# Görev Talimatı
Demokratik cumhuriyet tartışmasını aktaran metni, son cümlesinin ardından devam ettirerek tamamlayın.

# Verilen Metin
——
Cumhuriyetin neden demokratikleşemediği ve nasıl demokratikleşeceği üzerine sunum yapan araştırmacı yazar Ferda Koç, sosyalistlerin Demokratik Cumhuriyet mücadelesinden vazgeçmeyeceklerini ifade etti. Demokratik ulus inşasının demokratik esaslara göre inşa edilmesini arzulayan Koç, “Bunları hangi anayasal forma kavuşturulacağı tartışılması gerekiyor. Odanın ortasında kocaman bir fil duruyor. Bugünkü siyasi düzeni, demokrasinin uzağına götüren devlet var. Cumhuriyet bir form olarak eridi. Bizim sıfırdan başlama irademiz var. Ama önce odanın ortasında kocaman fili görmek gerekiyor: Devlet. Özünde bir zorbalık aygıtı olarak şekillenen, onun siyasi iradesinin oluşumuna ilişkin tartışmasını derinleştirip, başka bir noktaya sıçramayı tartışıyoruz. O fili ortadan kaldırmadan, demokratik cumhuriyet inşasının tartışması mümkün değil” ifadelerini kullandı. 
 
Koç, iki yüzyıl önce yapılan bir tahkimat ilişkinde bir düzeltme yapılmasıyla çözüm sağlanamayacağını ifade ederek, “Bugünkü rejimi herkes başka tanımlayabilir. Başkancı faşist rejim olarak tanımlarsak, bu rejim tanzimattan bugüne çizilen cumhuriyet doğrusunun en ucunda yer alan bir olgunlaşma ürünü olarak kabul edilemez. Esasen, Türkiye’de ikinci dünya savaşının ardından inşa edilen devlet krizinin ürünü. Faşizmin krizinin ürünü olan bir sonuç. Egemen sınıflar adına bulunacak çarelerden birini temsil eden rejim yapısıyla karşı karşıyayız. Bu rejimi ortaya çıkaran krizin kaynağındaki devlet yapısını gerçekte ne olduğunu ifade etmek gerekiyor. Filin adı, 50-60 yıldır faşizmdir” dedi.
——
# Veri Bloğu
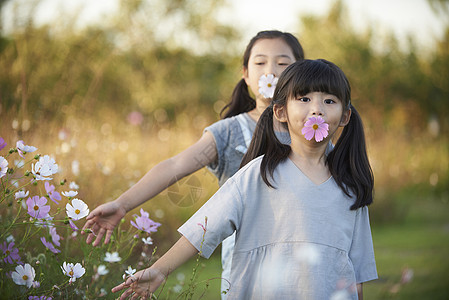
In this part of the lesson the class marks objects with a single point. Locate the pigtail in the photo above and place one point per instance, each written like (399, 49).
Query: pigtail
——
# Alıştırma Sonucu
 
‘SEÇİM GASP OLARAK YÜRÜTÜLÜYOR’
 
Koç, şöyle devam etti: "15 Temmuz olayı, bir darbe girişimi veya Gülencilerle kavga değil, bugünü açıklayan bir olgu olarak kontr gerillanın birbiri ile boğuşması olayıdır. Bu krizin yanıtıdır, başkancı rejim ve yeni oluşan koalisyon. Neoliberalizmin iflası tüm dünyada ciddi yaşanırken, Türkiye’de neo-liberalizmin iflası çok daha derin haldedir. Bugün yaşanan rejim krizine karşı alternatif yaratmak istediğinizde demokratik cumhuriyet ve demokratik ulus içinde tezleri ortaya koyabilirsiniz. Fakat odanın ortasında bir fil var, yani devlet. Bu başkancı faşist rejimin çözülmesi sürecinde orada öylece durmayacak. O fili odadan çıkarmanın imkanları da bu gerçeklikte yaşanmalı. Etrafta dolaşarak değil. 6’lı masa çeşitli söylemler çerçevesinde kısmi onay ile yol alabilir ama bizim için öyle olamaz. Karşımızdaki diktatörlük seçimi takvime göre yürütmüyor, bir savaş olarak seçimi bir gasp olarak yürütüyor.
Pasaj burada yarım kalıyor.